EXERCISE →
Update the entries from the line containing "Does the image above contain any thumb?" through the end of the entries by substituting "pale blue shirt" for "light blue shirt", leaving everything else unchanged. Omit the pictures from your answer.

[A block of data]
=-=-=

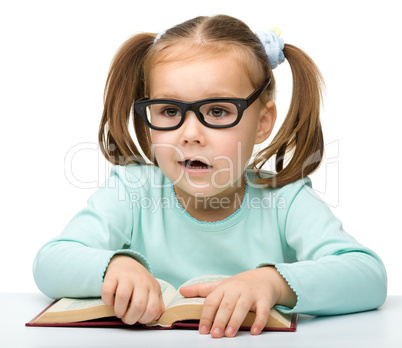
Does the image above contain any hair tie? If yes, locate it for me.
[255,28,285,69]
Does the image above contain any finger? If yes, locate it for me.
[199,291,223,334]
[225,297,252,337]
[138,291,163,324]
[250,301,271,335]
[101,279,117,307]
[180,281,219,297]
[114,282,133,318]
[122,288,148,325]
[211,294,239,338]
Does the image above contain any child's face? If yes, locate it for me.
[149,50,276,197]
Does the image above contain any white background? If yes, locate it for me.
[0,0,402,295]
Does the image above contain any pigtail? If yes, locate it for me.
[251,44,324,187]
[98,33,155,165]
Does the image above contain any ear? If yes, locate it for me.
[255,101,276,144]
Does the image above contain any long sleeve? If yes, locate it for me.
[268,180,387,315]
[33,171,149,298]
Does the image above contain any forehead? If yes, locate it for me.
[148,55,253,101]
[145,43,254,100]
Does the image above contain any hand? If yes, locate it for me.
[180,267,296,338]
[101,255,165,325]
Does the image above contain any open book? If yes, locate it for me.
[26,276,297,331]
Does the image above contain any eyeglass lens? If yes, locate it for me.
[146,102,238,128]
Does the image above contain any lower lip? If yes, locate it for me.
[179,162,212,175]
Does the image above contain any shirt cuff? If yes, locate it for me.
[257,262,299,314]
[102,249,152,279]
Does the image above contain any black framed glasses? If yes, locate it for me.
[134,79,271,131]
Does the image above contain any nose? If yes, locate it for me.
[179,111,206,144]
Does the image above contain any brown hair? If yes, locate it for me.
[99,15,324,187]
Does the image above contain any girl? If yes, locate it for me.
[34,16,386,337]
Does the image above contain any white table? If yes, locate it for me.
[0,293,402,348]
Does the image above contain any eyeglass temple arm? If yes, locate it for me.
[247,79,271,106]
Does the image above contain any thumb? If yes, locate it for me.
[179,280,220,297]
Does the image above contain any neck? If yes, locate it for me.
[173,178,246,222]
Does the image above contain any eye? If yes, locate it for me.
[208,107,228,118]
[162,107,181,117]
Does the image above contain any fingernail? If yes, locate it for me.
[251,327,260,335]
[200,325,208,334]
[226,327,234,336]
[213,327,222,337]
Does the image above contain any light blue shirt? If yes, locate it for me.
[34,165,387,315]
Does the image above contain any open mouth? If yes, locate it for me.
[180,159,212,169]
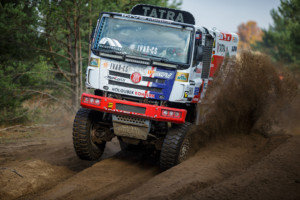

=-=-=

SOLUTION TO THIS TASK →
Does the image above contain any thumb? If yes, locate it for me.
[179,280,220,297]
Does the image above contain any neck? If yes, locate it for me.
[173,178,246,222]
Does the image above contain any eye? If yes, locate it for me.
[208,107,228,118]
[162,107,181,117]
Does the image above contain any fingernail? If yes, locate it for me.
[251,327,260,335]
[200,325,208,334]
[226,327,234,336]
[213,327,222,337]
Does the image above contain any pale blue shirt? If yes, locate it for me.
[34,165,387,315]
Does the image above contain any open mouth? If yes, locate it for me.
[180,159,212,169]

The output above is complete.